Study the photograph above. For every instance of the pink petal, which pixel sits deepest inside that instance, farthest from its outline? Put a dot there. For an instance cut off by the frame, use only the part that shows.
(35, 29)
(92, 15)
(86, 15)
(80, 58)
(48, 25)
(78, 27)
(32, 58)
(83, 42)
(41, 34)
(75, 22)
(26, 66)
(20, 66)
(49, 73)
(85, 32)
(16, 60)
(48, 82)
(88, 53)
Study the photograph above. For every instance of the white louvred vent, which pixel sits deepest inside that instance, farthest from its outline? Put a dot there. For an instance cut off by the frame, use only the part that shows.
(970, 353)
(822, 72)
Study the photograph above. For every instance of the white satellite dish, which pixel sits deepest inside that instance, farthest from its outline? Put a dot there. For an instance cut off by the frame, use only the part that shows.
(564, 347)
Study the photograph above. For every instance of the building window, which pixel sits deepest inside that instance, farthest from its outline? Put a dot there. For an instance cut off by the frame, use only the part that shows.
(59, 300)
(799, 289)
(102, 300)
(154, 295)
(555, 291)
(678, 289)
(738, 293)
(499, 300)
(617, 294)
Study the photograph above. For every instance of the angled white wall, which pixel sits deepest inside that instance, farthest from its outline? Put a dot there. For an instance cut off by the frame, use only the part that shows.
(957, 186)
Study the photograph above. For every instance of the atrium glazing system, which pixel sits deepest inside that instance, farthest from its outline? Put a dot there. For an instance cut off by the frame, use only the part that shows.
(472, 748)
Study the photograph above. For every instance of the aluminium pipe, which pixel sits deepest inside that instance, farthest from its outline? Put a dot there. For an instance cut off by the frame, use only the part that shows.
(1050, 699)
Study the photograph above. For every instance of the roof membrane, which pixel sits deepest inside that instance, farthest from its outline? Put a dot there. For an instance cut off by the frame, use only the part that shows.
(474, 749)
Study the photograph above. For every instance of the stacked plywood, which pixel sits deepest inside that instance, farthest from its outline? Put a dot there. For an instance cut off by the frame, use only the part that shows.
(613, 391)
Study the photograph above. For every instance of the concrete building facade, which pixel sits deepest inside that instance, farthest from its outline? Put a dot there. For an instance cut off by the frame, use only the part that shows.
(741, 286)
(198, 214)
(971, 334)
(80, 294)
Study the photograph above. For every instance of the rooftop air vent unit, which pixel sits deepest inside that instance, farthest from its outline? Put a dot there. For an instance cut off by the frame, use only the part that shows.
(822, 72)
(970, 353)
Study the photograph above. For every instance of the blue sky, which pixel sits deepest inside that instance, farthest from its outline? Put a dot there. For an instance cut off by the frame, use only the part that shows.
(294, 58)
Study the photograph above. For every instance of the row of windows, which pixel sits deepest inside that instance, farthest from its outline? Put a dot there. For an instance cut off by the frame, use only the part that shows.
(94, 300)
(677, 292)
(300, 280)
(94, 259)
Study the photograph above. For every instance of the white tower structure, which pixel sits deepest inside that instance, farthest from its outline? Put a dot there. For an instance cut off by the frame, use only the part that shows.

● ● ● ● ●

Short task:
Lay out all the records above as a Markdown table with the columns No. and Entry, giving each line its own numbered row and omitting any blank lines.

Task output:
| No. | Entry |
|---|---|
| 1 | Study the photograph above. For every instance of the pink petal, which pixel sits deepest inside that instance, farthest from its outline? Put a dot there. For an instance cut off by the frame, use only the part that shows. |
| 2 | (35, 29) |
| 3 | (92, 15) |
| 4 | (86, 15) |
| 5 | (80, 58) |
| 6 | (48, 25) |
| 7 | (78, 27) |
| 8 | (32, 58) |
| 9 | (83, 42) |
| 10 | (41, 34) |
| 11 | (75, 22) |
| 12 | (26, 66) |
| 13 | (20, 66) |
| 14 | (49, 73) |
| 15 | (85, 32) |
| 16 | (16, 60) |
| 17 | (48, 82) |
| 18 | (88, 53) |
| 19 | Study the photograph above. For every instance of the white louvred vent, which pixel sits deepest inside that instance, farthest from its outline? Put a dot there. For an instance cut off by the frame, use only the part that shows. |
| 20 | (970, 353) |
| 21 | (822, 72) |
| 22 | Study the photograph above. For every instance of the white satellite dish, which pixel sits deepest inside that instance, farthest from its outline? Put a dot there. For an instance cut off by the frame, use only the part that shows. |
| 23 | (564, 347) |
| 24 | Study the photograph above. For every instance of the building window, which pixel sits deepest inside that instance, farthest from its outline? Put a dot there. For an instance cut off by the frame, use only the part that shows. |
| 25 | (59, 300) |
| 26 | (799, 289) |
| 27 | (102, 300) |
| 28 | (154, 295) |
| 29 | (555, 291) |
| 30 | (678, 289) |
| 31 | (738, 293) |
| 32 | (499, 300) |
| 33 | (617, 294) |
| 34 | Study the photograph above. For every instance of the angled white wall, which pixel sits deepest inside that instance, farthest from its outline? Put a dot there. For an instance cut off by the frame, use only the part that shows. |
| 35 | (957, 186) |
| 36 | Study the photograph above. For every instance of the atrium glazing system, which pixel sits deepest inside that instance, farthest from its outline? Put a dot there. For an instance cut off by the frame, use only the part that shows. |
| 37 | (472, 748) |
| 38 | Study the photograph above. For every instance of the aluminium pipe, which pixel sits deepest inside that instance, farthest from its outline? Put a dot there. For an instance cut off by the frame, use only the part that shows. |
| 39 | (1050, 699) |
| 40 | Study the photograph above. For every instance of the roof membrane, which pixel sits deepest inside that instance, farthest from its outline? Put a dot there. For an instance cut off by the frame, use only the part that shows. |
| 41 | (474, 749) |
| 42 | Study the photograph above. For every instance of the stacked plywood, which pixel sits deepest inside that instance, farthest from its outline? Put a dot there. For an instance cut off by the frame, use only the part that shows. |
| 43 | (613, 391) |
| 44 | Study the photograph above. For every instance of the concrete building facade, which pixel sits deepest inside that instance, farthest from its outline? Put a dot there. For an instance cut off by the frame, use only the part that shows. |
| 45 | (741, 286) |
| 46 | (198, 214) |
| 47 | (971, 334) |
| 48 | (80, 294) |
| 49 | Study the photograph above. For every instance of the rooftop air vent unit, which pixel sits deepest inside that instance, farthest from its outline? Put a dot there. For an instance cut off by the frame, use only the part that shows. |
| 50 | (822, 72) |
| 51 | (970, 353) |
| 52 | Study the photograph above. For every instance of the blue sky, which pixel sits deepest inside that instance, farthest from its outline? Put a dot there. For an instance cut off by the frame, use only the part that shows. |
| 53 | (294, 58) |
| 54 | Study the photograph above. For every instance of the row of windows, which pixel sits deepest inside that instance, farthest from its outline? Put a dot there. For an instance cut off by the frame, use only the part that shows. |
| 55 | (94, 300) |
| 56 | (677, 292) |
| 57 | (300, 280) |
| 58 | (94, 259) |
| 59 | Study the photograph above. For every instance of the white tower structure, which pixel sits deepest inside that instance, farthest from its outline? Put a dot there. For an instance cut off by the frame, use only the part that shows. |